WHAT TO DO: Return the entries in their entirety, precisely as given.
##### SOURCE RECORDS #####
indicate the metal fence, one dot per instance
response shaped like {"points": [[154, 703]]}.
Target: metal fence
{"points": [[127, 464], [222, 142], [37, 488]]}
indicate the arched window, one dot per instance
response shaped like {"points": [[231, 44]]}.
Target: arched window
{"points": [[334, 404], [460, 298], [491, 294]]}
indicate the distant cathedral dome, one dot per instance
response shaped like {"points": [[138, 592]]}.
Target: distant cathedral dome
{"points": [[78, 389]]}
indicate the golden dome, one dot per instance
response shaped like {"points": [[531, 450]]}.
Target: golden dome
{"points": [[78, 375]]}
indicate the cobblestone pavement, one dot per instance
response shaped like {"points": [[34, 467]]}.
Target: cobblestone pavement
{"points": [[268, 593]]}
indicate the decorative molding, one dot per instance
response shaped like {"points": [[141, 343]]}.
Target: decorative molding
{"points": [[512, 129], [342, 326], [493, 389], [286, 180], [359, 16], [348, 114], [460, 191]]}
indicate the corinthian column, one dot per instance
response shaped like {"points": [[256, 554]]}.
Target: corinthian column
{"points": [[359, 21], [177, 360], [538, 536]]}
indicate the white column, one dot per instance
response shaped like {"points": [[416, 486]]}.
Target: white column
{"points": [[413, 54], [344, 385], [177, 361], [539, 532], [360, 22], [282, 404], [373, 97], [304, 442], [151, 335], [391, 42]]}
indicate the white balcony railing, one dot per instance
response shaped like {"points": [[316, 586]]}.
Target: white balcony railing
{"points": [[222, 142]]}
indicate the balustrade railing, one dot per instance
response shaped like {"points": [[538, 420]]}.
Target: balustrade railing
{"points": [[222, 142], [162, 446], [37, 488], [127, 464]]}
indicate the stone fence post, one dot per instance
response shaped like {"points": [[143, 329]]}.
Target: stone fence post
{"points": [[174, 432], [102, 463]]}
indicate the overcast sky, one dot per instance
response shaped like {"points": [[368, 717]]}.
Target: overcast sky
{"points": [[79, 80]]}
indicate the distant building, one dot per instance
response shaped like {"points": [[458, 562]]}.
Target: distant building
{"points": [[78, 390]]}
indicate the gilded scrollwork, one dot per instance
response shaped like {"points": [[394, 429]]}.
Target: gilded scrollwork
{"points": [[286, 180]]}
#####
TASK SOLUTION:
indicate the metal fence, one dot per instance
response shaped like {"points": [[154, 703]]}.
Target: metal fence
{"points": [[127, 464], [222, 142], [37, 488]]}
indicate the arched window, one dot per instance
response shaped like {"points": [[231, 44]]}.
Target: arched window
{"points": [[334, 404], [460, 298], [491, 294]]}
indicate the distant cathedral dome, one dot per instance
response shaped like {"points": [[138, 592]]}.
Target: distant cathedral dome
{"points": [[78, 389]]}
indicate the golden dome, one dot per instance
response shaped like {"points": [[531, 450]]}.
Target: golden dome
{"points": [[78, 375]]}
indicate the cobblestone pavement, one dot per instance
response shaped like {"points": [[34, 467]]}.
Target: cobblestone pavement
{"points": [[268, 593]]}
indicate the decorative molding, one dot per instance
response shaped like {"points": [[141, 343]]}.
Target: decorative molding
{"points": [[512, 129], [342, 326], [493, 389], [286, 180], [359, 16], [348, 114], [460, 191]]}
indicate the corinthian column, one dot per instance
response shaped like {"points": [[256, 554]]}.
Target: corinthian column
{"points": [[359, 21], [177, 360], [538, 536]]}
indicate the white column, one dot per instance
response shaped like {"points": [[416, 486]]}.
Target: white column
{"points": [[413, 54], [344, 385], [177, 361], [539, 532], [360, 22], [282, 404], [373, 97], [304, 442], [151, 335], [391, 42]]}
indicate the white balcony railing, one dot per instance
response shaped like {"points": [[316, 586]]}.
Target: white balcony railing
{"points": [[222, 142]]}
indicate the balustrade railing, one dot per instance
response shaped like {"points": [[538, 420]]}.
Target: balustrade railing
{"points": [[222, 142], [162, 446], [37, 488], [127, 464]]}
indicate the stone fence post, one dot per instance
response shaped like {"points": [[143, 329]]}.
Target: stone fence post
{"points": [[174, 432], [102, 463]]}
indicate the overcast sky, one dot per instance
response shaped like {"points": [[368, 717]]}.
Target: overcast sky
{"points": [[79, 80]]}
indicate the distant building, one dot per instance
response shaped like {"points": [[458, 562]]}.
Target: distant building
{"points": [[78, 390]]}
indicate the gilded scrollwork, one dot per instance
response shaped like {"points": [[394, 429]]}.
Target: gilded scrollwork
{"points": [[286, 180]]}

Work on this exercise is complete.